(TASK OBJECTIVE)
Convert only the part of the items below that opens with the line containing "white surfboard, one" and runs through the end of the items into a two-column CSV with the headers item and answer. Give one row per item, put each field in quotation marks, and replace any line breaks with spaces.

====== PROVIDED RECORDS ======

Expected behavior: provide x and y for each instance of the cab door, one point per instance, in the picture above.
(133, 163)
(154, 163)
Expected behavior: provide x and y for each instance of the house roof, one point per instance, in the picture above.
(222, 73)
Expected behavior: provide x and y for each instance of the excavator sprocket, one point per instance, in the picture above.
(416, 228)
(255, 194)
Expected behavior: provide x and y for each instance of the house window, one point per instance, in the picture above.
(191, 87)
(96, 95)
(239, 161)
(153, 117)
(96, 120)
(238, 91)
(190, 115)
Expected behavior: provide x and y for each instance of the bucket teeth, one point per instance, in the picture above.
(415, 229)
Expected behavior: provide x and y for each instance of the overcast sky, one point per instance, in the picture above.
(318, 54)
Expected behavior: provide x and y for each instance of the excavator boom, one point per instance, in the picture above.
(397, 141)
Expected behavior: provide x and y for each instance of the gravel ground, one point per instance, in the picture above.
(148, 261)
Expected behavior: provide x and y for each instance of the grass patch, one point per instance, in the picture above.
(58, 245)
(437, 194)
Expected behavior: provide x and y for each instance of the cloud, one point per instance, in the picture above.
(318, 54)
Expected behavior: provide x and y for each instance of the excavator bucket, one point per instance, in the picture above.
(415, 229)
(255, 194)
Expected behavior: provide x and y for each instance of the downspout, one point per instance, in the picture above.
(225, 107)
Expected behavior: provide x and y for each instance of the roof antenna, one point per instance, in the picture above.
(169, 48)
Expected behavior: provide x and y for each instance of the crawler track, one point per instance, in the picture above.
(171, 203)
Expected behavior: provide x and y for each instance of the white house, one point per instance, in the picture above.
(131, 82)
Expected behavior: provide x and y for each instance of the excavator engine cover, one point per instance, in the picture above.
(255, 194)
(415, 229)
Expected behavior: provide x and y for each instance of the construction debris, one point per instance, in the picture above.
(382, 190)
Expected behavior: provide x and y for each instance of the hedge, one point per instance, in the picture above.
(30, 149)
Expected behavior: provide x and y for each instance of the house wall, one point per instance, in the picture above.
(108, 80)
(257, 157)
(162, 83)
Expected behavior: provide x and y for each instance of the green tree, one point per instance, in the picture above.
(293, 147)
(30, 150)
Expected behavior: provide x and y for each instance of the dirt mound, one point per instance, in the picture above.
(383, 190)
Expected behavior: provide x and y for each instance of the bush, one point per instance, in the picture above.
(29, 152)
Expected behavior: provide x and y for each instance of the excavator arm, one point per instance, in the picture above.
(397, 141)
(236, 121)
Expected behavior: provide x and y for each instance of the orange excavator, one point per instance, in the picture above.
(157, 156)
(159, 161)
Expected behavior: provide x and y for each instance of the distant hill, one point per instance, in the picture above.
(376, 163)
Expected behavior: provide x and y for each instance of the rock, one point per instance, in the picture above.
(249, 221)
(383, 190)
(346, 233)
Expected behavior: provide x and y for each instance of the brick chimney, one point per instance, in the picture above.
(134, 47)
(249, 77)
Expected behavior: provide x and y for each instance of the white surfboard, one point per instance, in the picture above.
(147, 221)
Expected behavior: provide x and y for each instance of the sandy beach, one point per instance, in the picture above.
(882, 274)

======

(REPLY)
item,answer
"Expected behavior: provide x and y for each instance of the white surfboard, one point per instance, in the picture above.","(147, 221)"
"Expected behavior: provide x and y for each instance of the sandy beach, one point per instance, in the picture above.","(882, 274)"